Voilà, j’ai enfin fini La fameuse œuvre de Yasmina Khadra, Ce que le jour doit à la nuit. Je dis « enfin » car cela fait une bonne semaine que j’étais dessus, ce qui représente une durée assez longue comparé à d’habitude.
Pourquoi j’ai mis du temps à le lire? Bien tout simplement parce que j’étais dans une attente éternelle de quelque chose qui n’arrivât jamais. Je pense que j’en attendais trop. Oui, après tout ce que j’avais lu et entendu au sujet de cet œuvre, je m’attendais à quelque chose de phénoménal. Attention je ne dis pas que ce livre ne mérite pas sa réputation. Il La mérite juste pour des raisons différentes de celles que j’attendais. Je vous parlerais d’abord de ce qui m’a gêné et je finirais en beauté.

⁂

# TÂCHE DEMANDÉE A:
Pouvez-vous recopier, sans rien y changer, le passage du billet qui commence par les mots « Voilà, j’ai enfin » et se termine par « finirais en beauté. » ?

Entrées d'un jeu de données:
⁂

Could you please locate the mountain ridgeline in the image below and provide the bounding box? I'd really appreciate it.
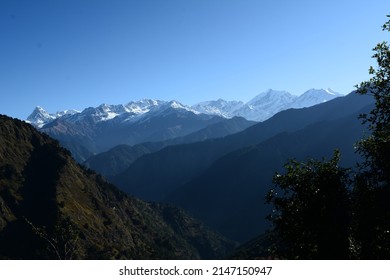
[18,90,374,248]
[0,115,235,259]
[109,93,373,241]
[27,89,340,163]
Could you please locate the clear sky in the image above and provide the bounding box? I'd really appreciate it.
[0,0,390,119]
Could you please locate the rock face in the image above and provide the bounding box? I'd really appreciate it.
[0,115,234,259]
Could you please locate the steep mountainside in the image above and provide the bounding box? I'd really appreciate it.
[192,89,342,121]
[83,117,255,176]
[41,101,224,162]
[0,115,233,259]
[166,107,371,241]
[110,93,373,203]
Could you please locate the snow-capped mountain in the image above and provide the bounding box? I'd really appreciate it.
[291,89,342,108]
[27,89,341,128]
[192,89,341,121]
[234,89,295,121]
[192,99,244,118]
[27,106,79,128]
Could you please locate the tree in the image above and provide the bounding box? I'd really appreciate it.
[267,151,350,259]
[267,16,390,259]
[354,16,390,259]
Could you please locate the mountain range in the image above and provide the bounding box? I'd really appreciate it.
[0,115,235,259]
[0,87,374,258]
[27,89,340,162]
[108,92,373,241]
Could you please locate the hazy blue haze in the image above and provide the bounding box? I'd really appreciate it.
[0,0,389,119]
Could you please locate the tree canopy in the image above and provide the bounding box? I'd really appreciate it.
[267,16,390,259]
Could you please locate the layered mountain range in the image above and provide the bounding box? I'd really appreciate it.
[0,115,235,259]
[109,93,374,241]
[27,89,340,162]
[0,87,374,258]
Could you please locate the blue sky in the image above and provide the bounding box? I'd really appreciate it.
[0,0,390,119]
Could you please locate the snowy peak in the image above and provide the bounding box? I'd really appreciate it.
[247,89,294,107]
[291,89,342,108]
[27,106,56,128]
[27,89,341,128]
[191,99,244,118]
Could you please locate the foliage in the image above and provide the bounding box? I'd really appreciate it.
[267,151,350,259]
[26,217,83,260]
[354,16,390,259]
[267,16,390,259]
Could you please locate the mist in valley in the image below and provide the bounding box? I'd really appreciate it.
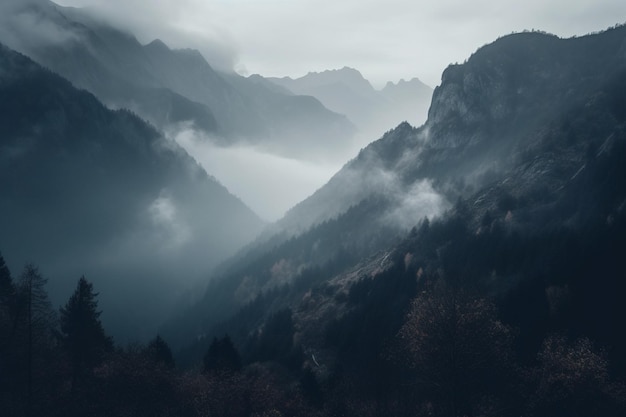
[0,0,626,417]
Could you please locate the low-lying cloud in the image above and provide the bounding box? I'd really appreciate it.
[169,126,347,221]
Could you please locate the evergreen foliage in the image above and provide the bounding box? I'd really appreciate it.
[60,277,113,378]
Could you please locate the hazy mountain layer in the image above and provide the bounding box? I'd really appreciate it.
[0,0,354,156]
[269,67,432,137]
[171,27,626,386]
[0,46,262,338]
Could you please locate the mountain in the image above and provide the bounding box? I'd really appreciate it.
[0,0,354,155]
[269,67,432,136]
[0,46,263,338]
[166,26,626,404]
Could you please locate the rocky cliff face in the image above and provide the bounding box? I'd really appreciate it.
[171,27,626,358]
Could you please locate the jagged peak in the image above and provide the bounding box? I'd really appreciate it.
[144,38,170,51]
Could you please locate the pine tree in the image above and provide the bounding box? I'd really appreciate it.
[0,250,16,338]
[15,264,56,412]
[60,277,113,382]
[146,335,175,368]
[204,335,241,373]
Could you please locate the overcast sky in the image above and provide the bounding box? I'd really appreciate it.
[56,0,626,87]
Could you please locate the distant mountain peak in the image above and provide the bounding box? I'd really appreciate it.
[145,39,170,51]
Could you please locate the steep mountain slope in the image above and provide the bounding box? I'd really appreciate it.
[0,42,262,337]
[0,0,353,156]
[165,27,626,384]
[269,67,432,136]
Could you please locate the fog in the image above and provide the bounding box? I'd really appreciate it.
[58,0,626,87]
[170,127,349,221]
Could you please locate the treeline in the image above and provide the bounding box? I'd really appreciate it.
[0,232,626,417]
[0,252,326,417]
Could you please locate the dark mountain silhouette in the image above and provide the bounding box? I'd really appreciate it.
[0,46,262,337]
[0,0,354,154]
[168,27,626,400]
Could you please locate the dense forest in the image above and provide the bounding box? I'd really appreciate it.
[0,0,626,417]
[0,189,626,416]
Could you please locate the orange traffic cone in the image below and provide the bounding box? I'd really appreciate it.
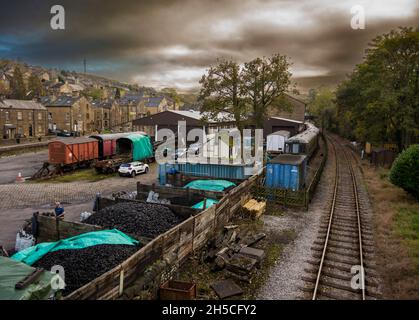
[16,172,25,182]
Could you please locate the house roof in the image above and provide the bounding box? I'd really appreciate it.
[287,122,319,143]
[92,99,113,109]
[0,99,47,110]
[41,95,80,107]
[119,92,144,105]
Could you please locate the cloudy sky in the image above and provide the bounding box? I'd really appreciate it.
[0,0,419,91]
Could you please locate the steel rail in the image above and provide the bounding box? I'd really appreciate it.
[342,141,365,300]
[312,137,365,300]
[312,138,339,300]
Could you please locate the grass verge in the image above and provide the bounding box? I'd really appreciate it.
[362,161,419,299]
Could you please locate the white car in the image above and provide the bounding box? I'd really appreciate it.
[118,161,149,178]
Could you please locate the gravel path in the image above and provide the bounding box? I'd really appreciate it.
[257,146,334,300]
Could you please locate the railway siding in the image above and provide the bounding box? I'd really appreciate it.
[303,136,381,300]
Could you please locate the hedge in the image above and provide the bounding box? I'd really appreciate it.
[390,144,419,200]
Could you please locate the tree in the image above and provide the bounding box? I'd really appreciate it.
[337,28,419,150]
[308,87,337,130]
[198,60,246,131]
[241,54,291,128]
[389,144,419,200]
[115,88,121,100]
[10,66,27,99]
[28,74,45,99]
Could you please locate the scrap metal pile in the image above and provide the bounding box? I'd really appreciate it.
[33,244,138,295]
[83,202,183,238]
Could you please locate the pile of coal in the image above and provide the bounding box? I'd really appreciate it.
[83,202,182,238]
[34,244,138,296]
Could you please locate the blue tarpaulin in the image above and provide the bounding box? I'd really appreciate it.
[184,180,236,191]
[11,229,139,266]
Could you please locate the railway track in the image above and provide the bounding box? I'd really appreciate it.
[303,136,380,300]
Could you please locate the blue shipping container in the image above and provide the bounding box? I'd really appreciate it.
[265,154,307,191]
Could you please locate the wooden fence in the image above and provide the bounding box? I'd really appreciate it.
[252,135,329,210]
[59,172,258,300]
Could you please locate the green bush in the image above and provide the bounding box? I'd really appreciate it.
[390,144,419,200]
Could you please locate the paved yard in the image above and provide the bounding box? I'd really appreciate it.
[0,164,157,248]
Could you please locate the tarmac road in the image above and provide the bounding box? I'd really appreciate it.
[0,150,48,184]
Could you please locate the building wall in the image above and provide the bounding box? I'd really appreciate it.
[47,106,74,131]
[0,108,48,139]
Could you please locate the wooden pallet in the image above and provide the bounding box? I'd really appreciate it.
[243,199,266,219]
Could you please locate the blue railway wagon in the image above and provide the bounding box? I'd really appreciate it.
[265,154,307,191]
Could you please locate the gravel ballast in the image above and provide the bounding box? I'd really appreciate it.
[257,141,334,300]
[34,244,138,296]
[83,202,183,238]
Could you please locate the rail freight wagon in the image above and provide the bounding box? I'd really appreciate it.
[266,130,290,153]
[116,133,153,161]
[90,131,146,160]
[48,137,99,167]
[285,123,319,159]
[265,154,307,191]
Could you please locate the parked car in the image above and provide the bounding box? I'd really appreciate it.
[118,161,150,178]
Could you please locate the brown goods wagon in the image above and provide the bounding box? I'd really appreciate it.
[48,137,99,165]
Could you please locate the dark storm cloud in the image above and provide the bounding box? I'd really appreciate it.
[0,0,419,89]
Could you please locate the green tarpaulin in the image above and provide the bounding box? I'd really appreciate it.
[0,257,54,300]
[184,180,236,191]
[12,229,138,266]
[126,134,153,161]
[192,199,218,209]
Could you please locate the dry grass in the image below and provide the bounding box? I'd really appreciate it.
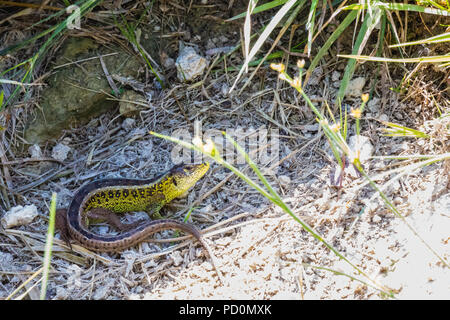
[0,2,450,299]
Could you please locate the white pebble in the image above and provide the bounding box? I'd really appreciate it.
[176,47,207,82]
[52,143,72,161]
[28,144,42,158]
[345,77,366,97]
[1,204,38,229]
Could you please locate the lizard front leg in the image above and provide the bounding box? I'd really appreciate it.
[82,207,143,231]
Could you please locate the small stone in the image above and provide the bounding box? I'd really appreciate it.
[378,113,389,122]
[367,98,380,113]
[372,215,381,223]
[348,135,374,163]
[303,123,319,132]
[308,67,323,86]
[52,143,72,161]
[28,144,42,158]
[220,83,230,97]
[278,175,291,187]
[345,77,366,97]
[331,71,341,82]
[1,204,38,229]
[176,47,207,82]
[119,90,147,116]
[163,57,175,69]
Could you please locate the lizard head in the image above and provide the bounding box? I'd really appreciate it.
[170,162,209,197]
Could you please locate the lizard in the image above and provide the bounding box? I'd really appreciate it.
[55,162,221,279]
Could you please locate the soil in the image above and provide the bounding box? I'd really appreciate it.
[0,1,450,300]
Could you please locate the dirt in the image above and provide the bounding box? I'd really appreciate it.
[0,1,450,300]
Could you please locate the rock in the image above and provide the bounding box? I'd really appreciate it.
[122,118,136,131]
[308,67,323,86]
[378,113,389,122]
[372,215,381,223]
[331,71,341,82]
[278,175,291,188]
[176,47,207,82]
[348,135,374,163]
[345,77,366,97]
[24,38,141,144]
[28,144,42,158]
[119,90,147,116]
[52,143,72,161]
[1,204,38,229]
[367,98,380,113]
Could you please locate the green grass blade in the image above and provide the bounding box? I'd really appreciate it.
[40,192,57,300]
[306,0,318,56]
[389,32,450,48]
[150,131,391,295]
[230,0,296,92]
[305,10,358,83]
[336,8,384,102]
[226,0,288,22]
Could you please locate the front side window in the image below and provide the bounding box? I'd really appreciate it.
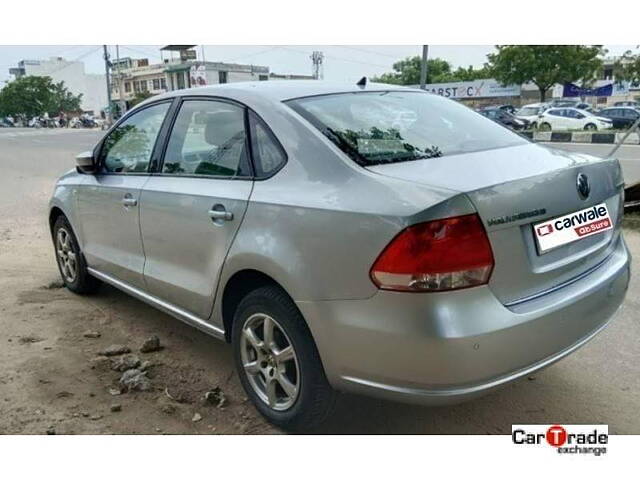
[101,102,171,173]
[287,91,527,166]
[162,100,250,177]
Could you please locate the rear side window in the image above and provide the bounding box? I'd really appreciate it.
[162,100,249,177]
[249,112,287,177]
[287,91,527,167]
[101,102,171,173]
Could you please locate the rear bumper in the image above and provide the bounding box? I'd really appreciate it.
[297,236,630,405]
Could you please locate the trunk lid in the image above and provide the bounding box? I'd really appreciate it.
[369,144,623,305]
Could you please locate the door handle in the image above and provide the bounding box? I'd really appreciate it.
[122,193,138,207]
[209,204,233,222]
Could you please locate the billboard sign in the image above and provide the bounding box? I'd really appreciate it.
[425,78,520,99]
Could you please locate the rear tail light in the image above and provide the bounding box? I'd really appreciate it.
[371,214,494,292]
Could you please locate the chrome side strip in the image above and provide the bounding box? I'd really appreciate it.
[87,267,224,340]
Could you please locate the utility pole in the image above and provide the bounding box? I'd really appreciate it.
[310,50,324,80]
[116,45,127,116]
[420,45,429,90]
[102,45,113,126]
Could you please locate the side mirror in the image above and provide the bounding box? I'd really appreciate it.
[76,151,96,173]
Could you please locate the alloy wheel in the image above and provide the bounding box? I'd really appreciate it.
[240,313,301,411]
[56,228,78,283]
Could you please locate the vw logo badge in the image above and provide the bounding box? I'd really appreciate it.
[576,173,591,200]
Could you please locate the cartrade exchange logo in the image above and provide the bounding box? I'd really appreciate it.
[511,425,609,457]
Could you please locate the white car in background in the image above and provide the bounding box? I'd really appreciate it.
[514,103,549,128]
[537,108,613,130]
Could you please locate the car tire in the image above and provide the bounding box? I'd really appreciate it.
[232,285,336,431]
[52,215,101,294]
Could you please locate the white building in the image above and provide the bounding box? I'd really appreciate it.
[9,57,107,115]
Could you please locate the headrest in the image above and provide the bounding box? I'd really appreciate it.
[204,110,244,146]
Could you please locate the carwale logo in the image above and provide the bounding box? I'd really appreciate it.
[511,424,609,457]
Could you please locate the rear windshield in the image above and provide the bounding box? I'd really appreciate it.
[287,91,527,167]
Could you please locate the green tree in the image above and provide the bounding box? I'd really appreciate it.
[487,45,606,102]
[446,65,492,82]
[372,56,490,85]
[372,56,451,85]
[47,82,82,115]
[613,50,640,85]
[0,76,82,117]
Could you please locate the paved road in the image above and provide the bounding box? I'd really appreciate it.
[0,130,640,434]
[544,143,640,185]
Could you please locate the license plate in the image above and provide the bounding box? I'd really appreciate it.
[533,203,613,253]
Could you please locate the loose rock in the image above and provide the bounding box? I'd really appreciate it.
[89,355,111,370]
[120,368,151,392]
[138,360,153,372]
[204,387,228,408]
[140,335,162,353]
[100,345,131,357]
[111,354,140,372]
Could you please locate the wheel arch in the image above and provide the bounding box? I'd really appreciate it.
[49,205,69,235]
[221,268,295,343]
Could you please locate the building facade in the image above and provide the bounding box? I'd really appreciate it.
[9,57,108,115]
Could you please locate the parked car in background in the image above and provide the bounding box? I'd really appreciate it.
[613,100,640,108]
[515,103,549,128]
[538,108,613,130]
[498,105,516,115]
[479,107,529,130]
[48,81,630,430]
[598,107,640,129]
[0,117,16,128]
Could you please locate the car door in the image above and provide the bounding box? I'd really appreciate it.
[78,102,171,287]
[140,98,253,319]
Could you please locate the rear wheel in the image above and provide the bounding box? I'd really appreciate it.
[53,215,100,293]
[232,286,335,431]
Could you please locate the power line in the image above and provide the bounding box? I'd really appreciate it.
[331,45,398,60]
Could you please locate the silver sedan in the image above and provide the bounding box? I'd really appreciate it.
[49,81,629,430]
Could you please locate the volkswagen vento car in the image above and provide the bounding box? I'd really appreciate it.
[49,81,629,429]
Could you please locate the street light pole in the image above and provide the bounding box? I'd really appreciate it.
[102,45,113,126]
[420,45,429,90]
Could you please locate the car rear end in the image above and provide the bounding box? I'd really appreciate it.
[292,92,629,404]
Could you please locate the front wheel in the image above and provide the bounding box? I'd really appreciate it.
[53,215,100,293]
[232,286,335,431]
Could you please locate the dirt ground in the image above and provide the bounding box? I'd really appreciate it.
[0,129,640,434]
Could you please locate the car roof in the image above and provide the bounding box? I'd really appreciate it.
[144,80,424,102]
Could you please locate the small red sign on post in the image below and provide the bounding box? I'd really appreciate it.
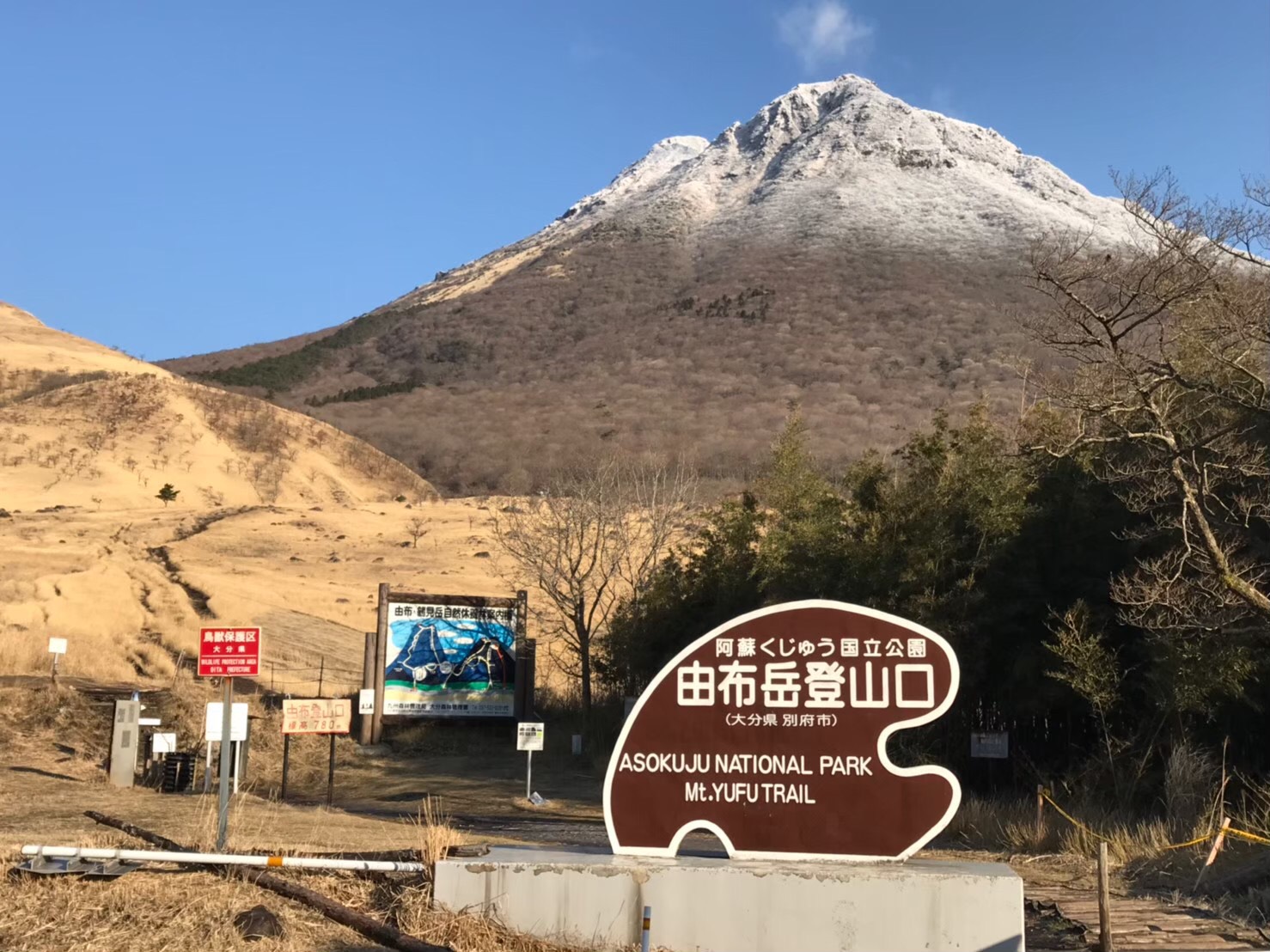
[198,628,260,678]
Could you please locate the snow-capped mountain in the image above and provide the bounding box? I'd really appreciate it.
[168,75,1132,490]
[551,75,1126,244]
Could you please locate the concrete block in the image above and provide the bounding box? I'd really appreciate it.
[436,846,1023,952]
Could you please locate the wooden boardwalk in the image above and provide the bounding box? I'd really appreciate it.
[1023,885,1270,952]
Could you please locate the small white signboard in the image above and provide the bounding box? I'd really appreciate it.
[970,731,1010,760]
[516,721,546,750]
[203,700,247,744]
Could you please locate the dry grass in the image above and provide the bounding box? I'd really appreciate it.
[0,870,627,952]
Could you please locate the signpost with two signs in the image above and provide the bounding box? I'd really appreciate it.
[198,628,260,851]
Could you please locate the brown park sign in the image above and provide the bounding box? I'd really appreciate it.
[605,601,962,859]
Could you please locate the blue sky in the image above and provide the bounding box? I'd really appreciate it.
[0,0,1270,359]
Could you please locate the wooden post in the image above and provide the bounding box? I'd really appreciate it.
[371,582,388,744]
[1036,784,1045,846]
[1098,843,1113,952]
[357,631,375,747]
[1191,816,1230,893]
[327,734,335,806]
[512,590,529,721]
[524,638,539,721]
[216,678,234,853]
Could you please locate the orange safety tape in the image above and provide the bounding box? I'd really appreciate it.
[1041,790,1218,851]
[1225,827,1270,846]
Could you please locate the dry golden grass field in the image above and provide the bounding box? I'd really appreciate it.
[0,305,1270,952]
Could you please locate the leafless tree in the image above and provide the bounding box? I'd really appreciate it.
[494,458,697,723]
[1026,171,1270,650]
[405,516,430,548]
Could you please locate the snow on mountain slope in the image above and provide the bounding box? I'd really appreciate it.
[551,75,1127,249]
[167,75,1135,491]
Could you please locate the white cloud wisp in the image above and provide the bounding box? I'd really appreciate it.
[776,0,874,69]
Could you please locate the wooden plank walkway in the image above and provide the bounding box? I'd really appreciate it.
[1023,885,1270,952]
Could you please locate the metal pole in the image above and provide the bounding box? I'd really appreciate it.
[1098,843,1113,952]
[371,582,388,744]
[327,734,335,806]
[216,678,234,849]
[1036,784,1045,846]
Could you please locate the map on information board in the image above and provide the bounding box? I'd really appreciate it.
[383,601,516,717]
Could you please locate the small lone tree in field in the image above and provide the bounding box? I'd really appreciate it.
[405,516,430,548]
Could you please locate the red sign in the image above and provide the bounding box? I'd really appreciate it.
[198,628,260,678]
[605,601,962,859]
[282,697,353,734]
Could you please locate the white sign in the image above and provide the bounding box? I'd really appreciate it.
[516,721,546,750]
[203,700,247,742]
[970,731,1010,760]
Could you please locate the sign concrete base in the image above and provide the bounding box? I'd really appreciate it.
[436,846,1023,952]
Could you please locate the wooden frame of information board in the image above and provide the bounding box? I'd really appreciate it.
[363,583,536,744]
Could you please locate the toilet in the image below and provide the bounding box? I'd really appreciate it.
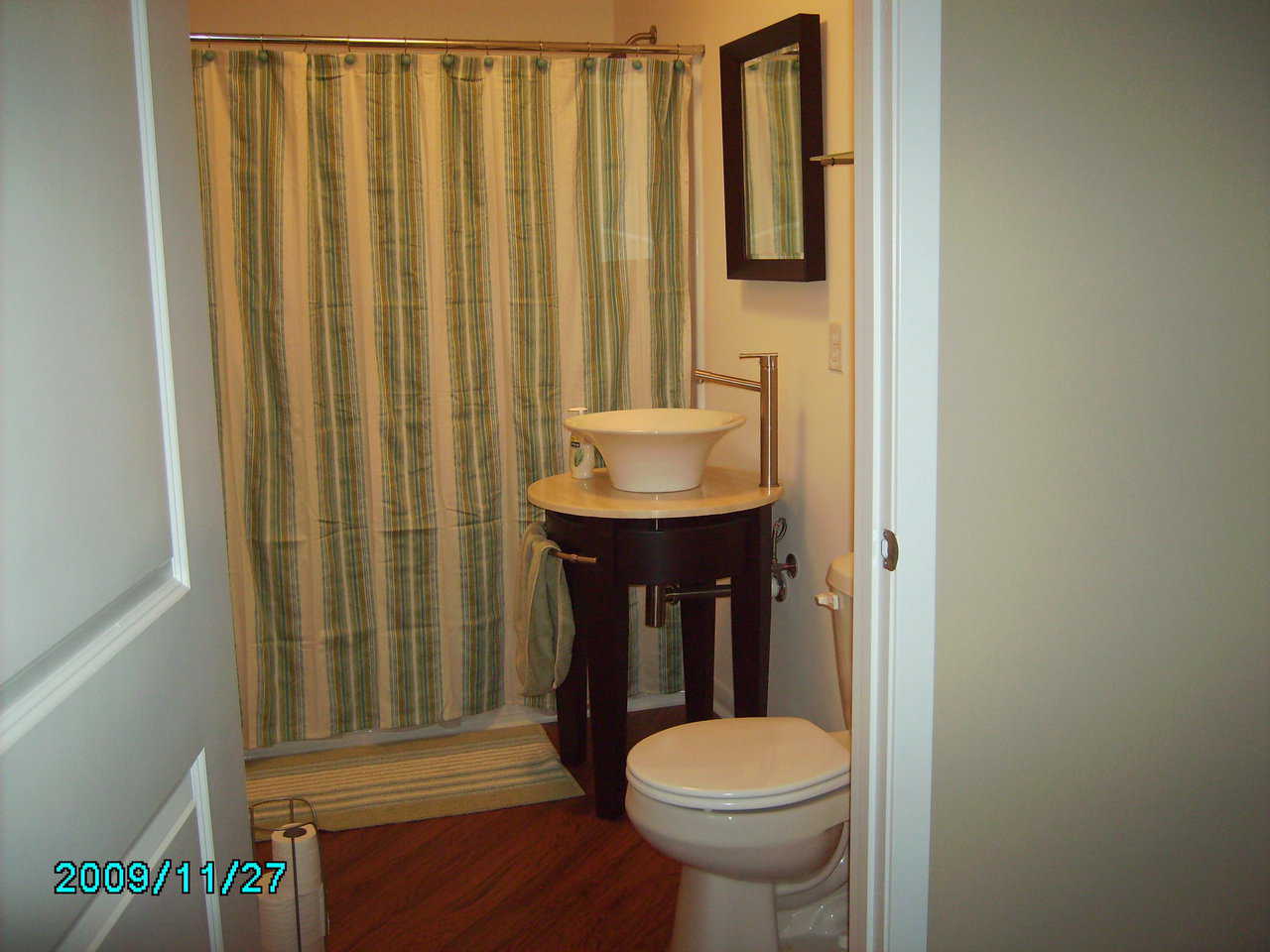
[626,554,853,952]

⁂

# TÂCHE DEMANDÉE B:
Pourriez-vous redonner à l'identique les lignes des enregistrements, de celle qui contient « Could you please locate the tarmac » jusqu'à celle qui contient « [0,0,419,89] », les deux incluses ?

# SOLUTION PROPOSÉE A:
Voilà, j’ai enfin fini La fameuse œuvre de Yasmina Khadra, Ce que le jour doit à la nuit. Je dis « enfin » car cela fait une bonne semaine que j’étais dessus, ce qui représente une durée assez longue comparé à d’habitude.
Pourquoi j’ai mis du temps à le lire? Bien tout simplement parce que j’étais dans une attente éternelle de quelque chose qui n’arrivât jamais. Je pense que j’en attendais trop. Oui, après tout ce que j’avais lu et entendu au sujet de cet œuvre, je m’attendais à quelque chose de phénoménal. Attention je ne dis pas que ce livre ne mérite pas sa réputation. Il La mérite juste pour des raisons différentes de celles que j’attendais. Je vous parlerais d’abord de ce qui m’a gêné et je finirais en beauté.

# SOLUTION PROPOSÉE B:
Could you please locate the tarmac road in the image above and provide the bounding box? I'd really appreciate it.
[0,150,48,184]
Could you please locate the building wall in the image above and provide the bounding box? I'd really appreciate it.
[47,106,74,131]
[0,108,48,139]
Could you please locate the wooden pallet in the image above and provide the bounding box? I'd really appreciate it.
[243,199,266,219]
Could you please locate the blue railway wagon in the image above and provide the bounding box? I'd really appreciate it.
[265,154,307,191]
Could you please locate the gravel ballast in the image above and provide the bounding box? I'd really appreciate it.
[257,141,334,300]
[34,244,138,296]
[83,202,183,238]
Could you please locate the rail freight wagon in the image above and provide the bounding box? I'd really appreciate it.
[266,130,290,153]
[116,133,153,161]
[90,131,146,160]
[48,137,99,167]
[285,123,319,159]
[265,154,307,191]
Could you please locate the parked car in the image above and provide the bounding box? I'd really appreciate it.
[118,161,150,178]
Could you please locate the brown goods wagon in the image above and provide the bounding box? I'd really appreciate it.
[48,137,99,165]
Could you please locate the dark storm cloud in the image above and provide the bounding box? I'd really appreciate it.
[0,0,419,89]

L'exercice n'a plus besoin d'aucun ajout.